The four-year plan proposes $3.82 billion in loans and about $47.6 million in grants. ADB’s assistance over the four-year period will be focused on infrastructure development, improving the financial sector, supporting decentralization, accelerating the achievement of the Millennium Development Goals (MDGs), and environmental protection.

“This strategy is designed to support the Government’s efforts to address development constraints with realism and determination,” adds Mr. Greenwood. “A key impediment to equitable economic growth and development is corruption, and this program focuses on that issue in all loans and grants.”

The plan proposes extensive resources toward strengthening governance and preventing corruption through the training of local and national government officials, and the strengthening of government institutions. ADB’s comprehensive anti-corruption policy will also be enforced in all loan and grant disbursements under the program.

In 2005, ADB resumed private sector operations in Indonesia and these will be continued under the new program in the years ahead. In August, ADB signed a $350 million private sector loan to help develop the Tangguh Liquefied Natural Gas Project in Irian Jaya Barat province.
+ + + + + + +
▶ SHORT TASK A
Which areas will ADB's assistance focus on over the four-year period, according to the ADB plan excerpt? List every one.
▶ SHORT TASK B
In the ADB plan excerpt, what project was the $350 million private sector loan signed in August meant to help develop?
▶ SHORT TASK C
Reproduce the ADB plan excerpt word for word from "The plan proposes" up to and including "Jaya Barat province.".

▶ SOURCE EXCERPT
+ + + + + + +
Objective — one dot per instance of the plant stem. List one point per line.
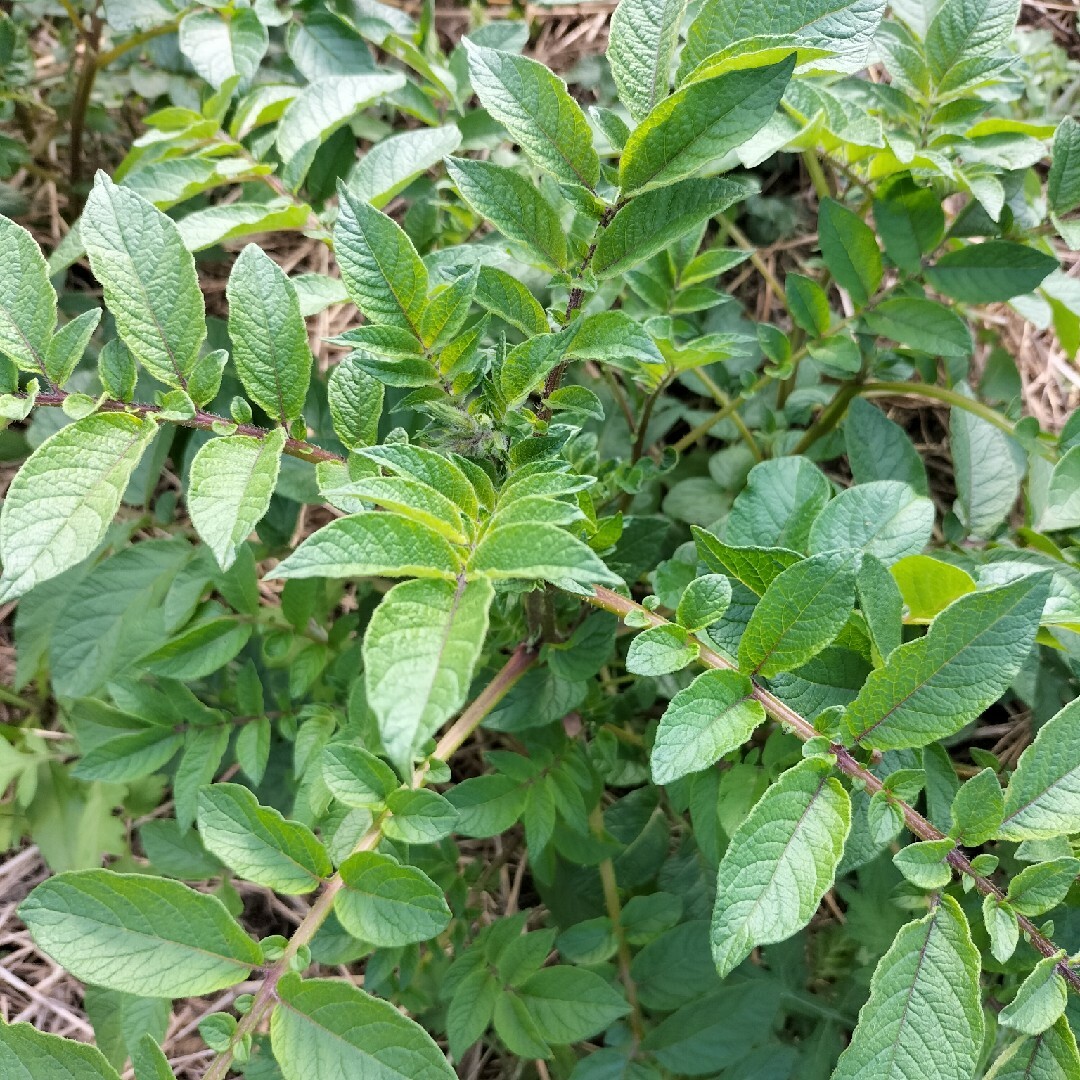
+ + + + + + +
▶ TASK ANSWER A
- Infrastructure development
- Improving the financial sector
- Supporting decentralization
- Accelerating the achievement of the Millennium Development Goals (MDGs)
- Environmental protection

▶ TASK ANSWER B
The Tangguh Liquefied Natural Gas Project in Irian Jaya Barat province.

▶ TASK ANSWER C
The plan proposes extensive resources toward strengthening governance and preventing corruption through the training of local and national government officials, and the strengthening of government institutions. ADB’s comprehensive anti-corruption policy will also be enforced in all loan and grant disbursements under the program.

In 2005, ADB resumed private sector operations in Indonesia and these will be continued under the new program in the years ahead. In August, ADB signed a $350 million private sector loan to help develop the Tangguh Liquefied Natural Gas Project in Irian Jaya Barat province.